TO DO: Count the lines in the listing below that contain the string "metal", treating uppercase and lowercase letters as distinct, and give only the resulting number.

Begin RECORDS FOR THIS TASK

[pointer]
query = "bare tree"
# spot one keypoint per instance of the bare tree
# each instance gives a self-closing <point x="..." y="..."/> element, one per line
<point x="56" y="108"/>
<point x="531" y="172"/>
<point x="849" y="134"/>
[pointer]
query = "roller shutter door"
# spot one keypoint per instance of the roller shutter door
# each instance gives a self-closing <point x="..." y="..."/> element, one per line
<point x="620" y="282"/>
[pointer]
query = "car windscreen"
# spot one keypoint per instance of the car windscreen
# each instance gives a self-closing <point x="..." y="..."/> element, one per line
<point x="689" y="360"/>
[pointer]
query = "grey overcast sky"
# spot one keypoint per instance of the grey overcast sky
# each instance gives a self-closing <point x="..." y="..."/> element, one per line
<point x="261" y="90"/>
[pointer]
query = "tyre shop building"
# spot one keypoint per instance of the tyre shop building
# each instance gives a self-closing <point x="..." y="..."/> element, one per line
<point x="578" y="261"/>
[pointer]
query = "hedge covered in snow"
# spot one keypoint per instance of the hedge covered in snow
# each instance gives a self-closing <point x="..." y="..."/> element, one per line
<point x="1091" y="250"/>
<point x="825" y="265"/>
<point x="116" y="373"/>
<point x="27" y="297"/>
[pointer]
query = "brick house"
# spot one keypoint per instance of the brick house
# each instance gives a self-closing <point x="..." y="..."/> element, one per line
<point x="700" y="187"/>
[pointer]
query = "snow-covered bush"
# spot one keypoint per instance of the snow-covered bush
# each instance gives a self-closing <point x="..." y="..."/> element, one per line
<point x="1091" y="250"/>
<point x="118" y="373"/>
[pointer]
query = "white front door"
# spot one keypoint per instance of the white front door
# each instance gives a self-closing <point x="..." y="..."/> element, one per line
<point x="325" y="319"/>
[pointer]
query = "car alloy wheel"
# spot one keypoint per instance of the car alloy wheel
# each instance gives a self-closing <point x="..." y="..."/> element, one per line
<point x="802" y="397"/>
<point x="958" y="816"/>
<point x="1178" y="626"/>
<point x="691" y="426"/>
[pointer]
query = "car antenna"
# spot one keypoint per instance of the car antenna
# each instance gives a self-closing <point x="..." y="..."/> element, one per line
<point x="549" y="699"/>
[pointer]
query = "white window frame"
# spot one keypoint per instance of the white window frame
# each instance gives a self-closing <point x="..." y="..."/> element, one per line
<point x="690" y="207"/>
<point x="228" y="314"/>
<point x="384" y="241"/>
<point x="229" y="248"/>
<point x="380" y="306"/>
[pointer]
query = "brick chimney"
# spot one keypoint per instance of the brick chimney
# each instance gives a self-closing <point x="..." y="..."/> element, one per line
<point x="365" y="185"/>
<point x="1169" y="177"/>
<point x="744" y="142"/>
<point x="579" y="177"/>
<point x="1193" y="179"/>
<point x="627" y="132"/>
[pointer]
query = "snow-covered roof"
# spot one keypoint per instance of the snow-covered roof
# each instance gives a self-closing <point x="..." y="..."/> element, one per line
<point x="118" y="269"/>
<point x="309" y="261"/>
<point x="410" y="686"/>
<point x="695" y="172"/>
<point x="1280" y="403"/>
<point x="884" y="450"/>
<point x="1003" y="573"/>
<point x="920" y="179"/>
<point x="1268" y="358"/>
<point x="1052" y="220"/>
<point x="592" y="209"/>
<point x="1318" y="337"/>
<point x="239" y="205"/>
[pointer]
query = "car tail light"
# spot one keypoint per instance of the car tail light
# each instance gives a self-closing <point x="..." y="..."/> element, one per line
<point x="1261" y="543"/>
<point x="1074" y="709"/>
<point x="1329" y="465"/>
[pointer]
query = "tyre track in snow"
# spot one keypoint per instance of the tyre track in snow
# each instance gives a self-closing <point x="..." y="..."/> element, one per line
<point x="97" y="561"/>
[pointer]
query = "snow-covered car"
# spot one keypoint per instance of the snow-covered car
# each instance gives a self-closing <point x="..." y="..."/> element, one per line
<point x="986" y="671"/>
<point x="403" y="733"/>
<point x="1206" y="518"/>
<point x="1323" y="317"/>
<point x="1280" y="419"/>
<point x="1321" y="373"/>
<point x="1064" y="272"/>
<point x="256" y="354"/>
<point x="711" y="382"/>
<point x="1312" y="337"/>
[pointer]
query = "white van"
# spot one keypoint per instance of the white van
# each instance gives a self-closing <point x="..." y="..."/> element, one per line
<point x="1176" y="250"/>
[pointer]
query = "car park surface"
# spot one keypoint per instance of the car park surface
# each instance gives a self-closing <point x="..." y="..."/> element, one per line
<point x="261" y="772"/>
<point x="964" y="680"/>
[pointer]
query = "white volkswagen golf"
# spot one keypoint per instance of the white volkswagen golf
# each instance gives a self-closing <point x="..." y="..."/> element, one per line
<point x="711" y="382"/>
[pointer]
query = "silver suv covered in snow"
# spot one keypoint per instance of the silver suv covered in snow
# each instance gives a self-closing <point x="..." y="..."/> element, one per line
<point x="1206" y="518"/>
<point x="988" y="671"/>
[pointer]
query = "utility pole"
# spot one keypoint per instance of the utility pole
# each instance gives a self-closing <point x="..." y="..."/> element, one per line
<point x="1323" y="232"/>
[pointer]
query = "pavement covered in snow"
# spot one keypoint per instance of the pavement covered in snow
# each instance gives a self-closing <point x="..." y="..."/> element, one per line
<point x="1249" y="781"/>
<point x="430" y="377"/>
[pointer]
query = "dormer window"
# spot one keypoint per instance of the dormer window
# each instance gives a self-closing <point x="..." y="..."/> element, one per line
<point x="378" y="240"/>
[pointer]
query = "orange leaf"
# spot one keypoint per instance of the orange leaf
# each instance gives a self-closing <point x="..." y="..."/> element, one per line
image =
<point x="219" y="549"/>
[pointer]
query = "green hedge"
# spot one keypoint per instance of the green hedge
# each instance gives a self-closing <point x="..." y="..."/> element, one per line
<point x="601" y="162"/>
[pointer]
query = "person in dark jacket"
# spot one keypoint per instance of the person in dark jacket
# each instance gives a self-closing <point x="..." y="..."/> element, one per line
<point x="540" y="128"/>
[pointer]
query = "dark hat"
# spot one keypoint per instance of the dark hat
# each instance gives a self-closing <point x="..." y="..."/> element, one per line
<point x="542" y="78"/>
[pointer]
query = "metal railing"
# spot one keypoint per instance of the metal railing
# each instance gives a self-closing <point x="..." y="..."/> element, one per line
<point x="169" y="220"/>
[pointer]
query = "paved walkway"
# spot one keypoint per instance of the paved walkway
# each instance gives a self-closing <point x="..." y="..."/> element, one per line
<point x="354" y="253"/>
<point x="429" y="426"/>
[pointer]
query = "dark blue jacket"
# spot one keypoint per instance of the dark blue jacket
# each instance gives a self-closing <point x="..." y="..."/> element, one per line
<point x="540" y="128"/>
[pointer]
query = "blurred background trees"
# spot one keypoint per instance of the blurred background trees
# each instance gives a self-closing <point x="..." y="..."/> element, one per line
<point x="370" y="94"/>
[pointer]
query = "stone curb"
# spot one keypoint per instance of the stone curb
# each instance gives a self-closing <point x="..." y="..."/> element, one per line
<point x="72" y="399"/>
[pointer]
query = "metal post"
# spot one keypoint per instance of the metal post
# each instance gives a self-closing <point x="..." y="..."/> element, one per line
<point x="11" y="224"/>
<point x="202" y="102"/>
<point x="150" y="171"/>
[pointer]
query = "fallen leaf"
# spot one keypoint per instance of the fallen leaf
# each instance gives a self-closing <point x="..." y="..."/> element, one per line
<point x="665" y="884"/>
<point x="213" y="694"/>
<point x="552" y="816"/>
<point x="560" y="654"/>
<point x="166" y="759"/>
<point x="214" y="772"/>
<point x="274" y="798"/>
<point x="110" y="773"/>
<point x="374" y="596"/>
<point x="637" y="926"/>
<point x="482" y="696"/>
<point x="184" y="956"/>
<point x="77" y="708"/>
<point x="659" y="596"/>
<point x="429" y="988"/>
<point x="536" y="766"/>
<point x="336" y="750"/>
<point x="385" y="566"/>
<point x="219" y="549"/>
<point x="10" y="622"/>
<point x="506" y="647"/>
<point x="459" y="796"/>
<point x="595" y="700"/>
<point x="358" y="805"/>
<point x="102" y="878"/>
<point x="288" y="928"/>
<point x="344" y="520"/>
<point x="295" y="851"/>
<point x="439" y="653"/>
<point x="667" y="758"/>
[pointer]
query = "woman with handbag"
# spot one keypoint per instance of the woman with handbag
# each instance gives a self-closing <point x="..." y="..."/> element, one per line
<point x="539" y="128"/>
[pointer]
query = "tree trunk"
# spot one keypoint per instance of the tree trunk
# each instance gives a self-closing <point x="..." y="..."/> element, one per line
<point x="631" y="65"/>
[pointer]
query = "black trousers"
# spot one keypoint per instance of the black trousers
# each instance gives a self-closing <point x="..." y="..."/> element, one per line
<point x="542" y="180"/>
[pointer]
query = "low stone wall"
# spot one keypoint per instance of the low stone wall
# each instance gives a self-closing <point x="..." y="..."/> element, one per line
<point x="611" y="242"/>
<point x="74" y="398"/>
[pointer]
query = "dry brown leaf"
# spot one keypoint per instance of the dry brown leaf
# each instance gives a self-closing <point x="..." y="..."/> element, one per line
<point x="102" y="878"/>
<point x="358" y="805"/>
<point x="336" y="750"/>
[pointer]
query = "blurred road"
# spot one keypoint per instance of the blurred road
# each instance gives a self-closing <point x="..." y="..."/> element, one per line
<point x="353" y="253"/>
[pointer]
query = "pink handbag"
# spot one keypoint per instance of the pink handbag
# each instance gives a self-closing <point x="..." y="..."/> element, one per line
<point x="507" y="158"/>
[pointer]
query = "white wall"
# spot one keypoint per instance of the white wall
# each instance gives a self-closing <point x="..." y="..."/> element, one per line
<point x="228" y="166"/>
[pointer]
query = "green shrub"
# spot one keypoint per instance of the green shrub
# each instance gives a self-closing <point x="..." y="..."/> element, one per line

End RECORDS FOR THIS TASK

EXPECTED ANSWER: 4